*** Opening of SOURCE EXTRACT ***

LIVING IN FORD NATION
The next city council will have a very different relationship with the provincial government from the one it’s had. Watson and the Liberals at Queen’s Park were ideologically aligned — not just because Watson’s a Liberal himself, but because the Liberals under Dalton McGuinty and Kathleen Wynne saw cities as important, necessary partners in “building Ontario up.”
That meant light-rail money most of all, but also gasoline-tax transfers for transit, cash for sewer-system upgrades, a wider Highway 417, hospital expansions, new university and college buildings, even a new jail (albeit that’s still in the planning stages). Photo radar to catch speeders in school zones. Anti-protester “bubble zones” around abortion clinics.
Leave aside whether these have all been good. The point is that for 15 years, almost anything Ottawa seriously wanted from the province, with a little persistence and patience, Ottawa could get.

*** Close of SOURCE EXTRACT ***
*** Opening of RECORD EXTRACTS ***

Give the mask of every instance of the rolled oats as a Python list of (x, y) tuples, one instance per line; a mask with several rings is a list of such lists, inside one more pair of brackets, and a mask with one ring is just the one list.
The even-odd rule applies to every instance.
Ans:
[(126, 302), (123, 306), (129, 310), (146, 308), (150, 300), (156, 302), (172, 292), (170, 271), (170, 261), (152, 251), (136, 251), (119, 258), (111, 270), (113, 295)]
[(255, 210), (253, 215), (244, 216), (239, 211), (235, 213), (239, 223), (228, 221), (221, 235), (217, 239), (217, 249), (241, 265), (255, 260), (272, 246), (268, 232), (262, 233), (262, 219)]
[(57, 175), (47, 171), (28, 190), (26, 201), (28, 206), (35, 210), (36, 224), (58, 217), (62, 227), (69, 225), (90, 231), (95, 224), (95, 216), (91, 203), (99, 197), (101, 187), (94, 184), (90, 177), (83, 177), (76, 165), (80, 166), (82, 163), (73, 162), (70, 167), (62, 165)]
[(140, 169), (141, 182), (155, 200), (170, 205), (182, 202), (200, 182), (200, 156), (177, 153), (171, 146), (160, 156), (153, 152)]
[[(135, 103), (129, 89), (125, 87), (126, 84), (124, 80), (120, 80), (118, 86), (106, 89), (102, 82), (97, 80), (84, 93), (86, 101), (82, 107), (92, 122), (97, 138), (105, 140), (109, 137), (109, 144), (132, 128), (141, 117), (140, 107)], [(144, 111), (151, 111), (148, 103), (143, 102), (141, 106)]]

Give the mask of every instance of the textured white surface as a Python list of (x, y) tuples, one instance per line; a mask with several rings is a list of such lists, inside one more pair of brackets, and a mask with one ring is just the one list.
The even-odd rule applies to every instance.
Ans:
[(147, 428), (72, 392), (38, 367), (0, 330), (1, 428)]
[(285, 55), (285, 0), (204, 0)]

*** Close of RECORD EXTRACTS ***

- **EXERCISE TASKS**:
**a)** In the "Living in Ford Nation" extract, which two Liberal leaders at Queen's Park are named as seeing cities as important, necessary partners?
**b)** Translate this sentence from the "Living in Ford Nation" extract into French: "Leave aside whether these have all been good."
**c)** Continue the "Living in Ford Nation" article on Ottawa's relationship with the provincial government, starting right after its final sentence.

- **RESULTS IN ORDER**:
**a)** Dalton McGuinty and Kathleen Wynne.

**b)** Laissons de côté la question de savoir si tout cela a été une bonne chose.

**c)**
Premier Doug Ford and the Progressive Conservatives will not be as amenable. Their base isn’t in cities, it’s in rural Ontario. During last spring’s campaign, Ford promised to honour virtually all the firm commitments the Liberals made to lower-tier governments, but he also vowed to close the Ontario government’s budget deficit. Don’t expect the billions to flow as readily as they did, or for the mayor to have quite the same pull in the premier’s office when he asks for a favour. Even less if Doucet should manage to defeat Watson.
The new council should be prepared for the opposite: for downloading and funding cuts. The last time Tories were in power, the municipal government found itself paying for more transit operating costs and a share of welfare, public health and housing programs. The province forced it to take over Highway 174, then a provincial highway with millions in plowing and maintenance costs. Ottawa didn’t want it but had no power to resist.
Neither Ford nor Finance Minister Vic Fedeli has said more downloading is coming but they have billions of dollars in spending to slash. We saw the way Ford treated Toronto this summer, turning its civic election upsidedown in mid-campaign and deriding opponents of his abrupt interference as featherbedding lefties who didn’t deserve to be taken seriously. Negotiation and compromise with lower-tier governments is not the Tories’ thing.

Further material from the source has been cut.